> _What you will do_: Convert the lines of the data into a numbered list, starting at the line that contains "Reviewer note: make sure each instance of the green vegetation" and stopping after the line that contains "[(117, 168)]". Include both of these lines and omit any blank lines.

==== Record excerpts

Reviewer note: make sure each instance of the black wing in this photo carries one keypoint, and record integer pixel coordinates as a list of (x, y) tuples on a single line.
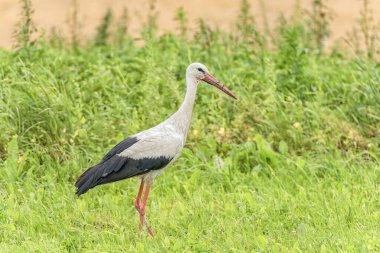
[(114, 167)]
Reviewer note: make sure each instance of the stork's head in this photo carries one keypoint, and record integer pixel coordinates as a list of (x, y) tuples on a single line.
[(201, 73)]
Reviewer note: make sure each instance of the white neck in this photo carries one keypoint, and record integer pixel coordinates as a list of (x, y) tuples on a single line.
[(182, 117)]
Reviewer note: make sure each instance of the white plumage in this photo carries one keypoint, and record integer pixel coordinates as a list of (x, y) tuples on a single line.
[(149, 152)]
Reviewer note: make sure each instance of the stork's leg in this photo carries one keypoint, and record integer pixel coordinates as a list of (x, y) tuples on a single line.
[(137, 202), (142, 211)]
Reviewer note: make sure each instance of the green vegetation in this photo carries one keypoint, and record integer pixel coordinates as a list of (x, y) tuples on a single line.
[(292, 166)]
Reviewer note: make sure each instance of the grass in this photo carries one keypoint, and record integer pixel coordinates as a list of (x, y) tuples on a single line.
[(292, 166)]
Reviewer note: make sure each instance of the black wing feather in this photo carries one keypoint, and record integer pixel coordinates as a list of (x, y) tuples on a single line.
[(117, 168)]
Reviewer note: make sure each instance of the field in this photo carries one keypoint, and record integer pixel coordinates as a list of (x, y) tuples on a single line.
[(291, 166)]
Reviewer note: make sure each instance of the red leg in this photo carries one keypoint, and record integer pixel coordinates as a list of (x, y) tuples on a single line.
[(142, 213), (137, 203)]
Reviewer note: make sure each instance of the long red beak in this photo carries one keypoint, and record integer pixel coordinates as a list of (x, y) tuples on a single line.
[(213, 81)]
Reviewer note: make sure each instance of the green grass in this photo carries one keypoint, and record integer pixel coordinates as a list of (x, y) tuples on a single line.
[(292, 166)]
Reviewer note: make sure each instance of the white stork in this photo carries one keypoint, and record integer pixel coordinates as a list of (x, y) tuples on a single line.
[(148, 153)]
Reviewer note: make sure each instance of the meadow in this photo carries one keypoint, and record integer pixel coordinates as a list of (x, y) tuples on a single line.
[(291, 166)]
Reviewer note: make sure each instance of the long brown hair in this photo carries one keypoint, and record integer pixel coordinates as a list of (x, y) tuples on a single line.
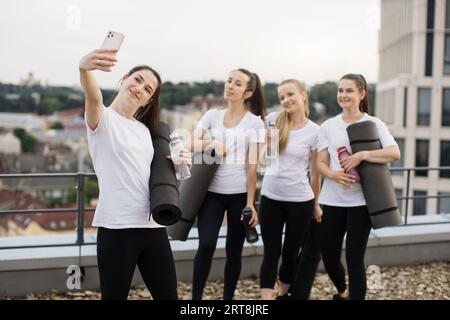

========

> _The completed task_:
1. Reviewer note: make sure each instance of the green vegetation in this photo carries one keypoint, and record integer pixel coordinates as a list of (x, y) tuples on a single line.
2. [(292, 166)]
3. Reviewer note: make sure each instance of the grass in this photo carries one keypoint, and record integer pixel coordinates as a list of (x, y) tuples on a single line.
4. [(292, 166)]
5. Reviewer note: make sure each instance of the black wing feather in this photo carries one keypoint, and record integer pixel coordinates as a list of (x, y) tuples on a single line.
6. [(117, 168)]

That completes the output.